Labeled-object pointing entries
.....

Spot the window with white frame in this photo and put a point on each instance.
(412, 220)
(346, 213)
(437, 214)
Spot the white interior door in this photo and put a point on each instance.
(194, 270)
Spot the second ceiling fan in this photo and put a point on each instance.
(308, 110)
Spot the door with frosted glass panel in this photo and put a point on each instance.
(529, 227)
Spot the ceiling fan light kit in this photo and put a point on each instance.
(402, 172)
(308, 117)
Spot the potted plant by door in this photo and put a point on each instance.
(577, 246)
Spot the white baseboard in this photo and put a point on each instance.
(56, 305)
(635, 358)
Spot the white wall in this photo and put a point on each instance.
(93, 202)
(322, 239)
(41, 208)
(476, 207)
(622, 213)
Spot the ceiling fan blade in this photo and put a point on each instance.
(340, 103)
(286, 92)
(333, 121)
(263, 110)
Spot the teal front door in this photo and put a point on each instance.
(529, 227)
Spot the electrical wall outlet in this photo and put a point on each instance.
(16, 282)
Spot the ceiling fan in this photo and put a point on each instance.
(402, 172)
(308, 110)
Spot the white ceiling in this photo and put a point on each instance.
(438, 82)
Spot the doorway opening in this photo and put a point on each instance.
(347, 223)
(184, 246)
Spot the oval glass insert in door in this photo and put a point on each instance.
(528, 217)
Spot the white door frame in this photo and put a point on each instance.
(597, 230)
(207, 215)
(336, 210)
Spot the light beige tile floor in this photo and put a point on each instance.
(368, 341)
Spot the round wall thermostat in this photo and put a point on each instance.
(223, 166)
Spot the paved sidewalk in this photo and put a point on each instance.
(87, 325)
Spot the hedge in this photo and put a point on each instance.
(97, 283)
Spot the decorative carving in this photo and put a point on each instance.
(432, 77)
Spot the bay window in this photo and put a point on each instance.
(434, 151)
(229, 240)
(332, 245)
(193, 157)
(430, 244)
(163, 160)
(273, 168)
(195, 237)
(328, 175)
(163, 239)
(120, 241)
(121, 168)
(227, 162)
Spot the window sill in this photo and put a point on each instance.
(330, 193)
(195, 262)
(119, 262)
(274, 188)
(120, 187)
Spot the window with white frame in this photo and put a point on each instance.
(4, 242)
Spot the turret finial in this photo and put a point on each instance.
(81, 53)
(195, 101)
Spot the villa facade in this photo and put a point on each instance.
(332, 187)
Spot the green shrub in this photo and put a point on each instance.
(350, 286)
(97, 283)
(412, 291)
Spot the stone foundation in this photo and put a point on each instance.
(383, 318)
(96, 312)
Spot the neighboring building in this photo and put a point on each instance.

.....

**Set task:**
Repeat each record exactly, leaving nothing out.

**Exercise solution:**
Spot the window with white frame in this photo and put a point on each instance.
(412, 220)
(346, 213)
(437, 214)
Spot the white interior door in this photo and put a point on each instance.
(194, 270)
Spot the second ceiling fan in this photo and put a point on each instance.
(308, 110)
Spot the door with frosted glass panel in this photo and put a point on each instance.
(529, 227)
Spot the ceiling fan light kit in this photo and put a point on each instance.
(402, 172)
(308, 117)
Spot the potted plant by door in this photo and put a point on each instance.
(577, 246)
Spot the white baseboard in this photo and put a point on each instance.
(56, 305)
(635, 358)
Spot the white wall in this photo and put a point on each instance.
(93, 202)
(322, 239)
(41, 208)
(476, 207)
(622, 213)
Spot the ceiling fan blade in this photo and put a point on each instance.
(340, 103)
(286, 92)
(333, 121)
(263, 110)
Spot the teal front door in this photo and put a point on each instance.
(529, 227)
Spot the electrical wall outlet in this photo and put a point on each instance.
(16, 282)
Spot the ceiling fan in this photo and put a point on each instance.
(402, 172)
(308, 110)
Spot the white ceiling in this photo and put a point on each instance.
(438, 82)
Spot the doorway opening in this photo and put a point on each instance.
(347, 223)
(184, 246)
Spot the oval glass insert in door in this photo and put a point on each instance.
(528, 217)
Spot the white door frame in this photo and put a point on each instance.
(597, 230)
(207, 215)
(336, 210)
Spot the light beige tile floor in this photo and put a point on each instance.
(368, 341)
Spot the round wall thermostat in this photo and put a point on each instance.
(223, 166)
Spot the paved sidewalk in this photo and put a point on each instance.
(87, 325)
Spot the hedge in this photo and put a point on each instance.
(97, 283)
Spot the decorative carving in this photo and put a point on each instance.
(432, 77)
Spot the bay window in this photo and put a point on each instance.
(434, 151)
(229, 240)
(332, 245)
(193, 157)
(430, 244)
(163, 160)
(273, 168)
(195, 237)
(328, 175)
(163, 239)
(120, 241)
(121, 168)
(227, 162)
Spot the window sill in this photo and put a point on each instance.
(330, 193)
(195, 262)
(119, 262)
(274, 188)
(120, 187)
Spot the window with white frame in this photo and put a point on each instance.
(4, 242)
Spot the turret finial in this photo and put a point on each instance.
(81, 53)
(195, 101)
Spot the villa facade in this photo and put a point on each instance.
(332, 187)
Spot the green shrub in this photo and put a point on each instance.
(350, 286)
(97, 283)
(412, 291)
Spot the stone foundation in this photo and put a point on each instance.
(383, 318)
(96, 312)
Spot the neighboring building in this photo and put a point on each instance.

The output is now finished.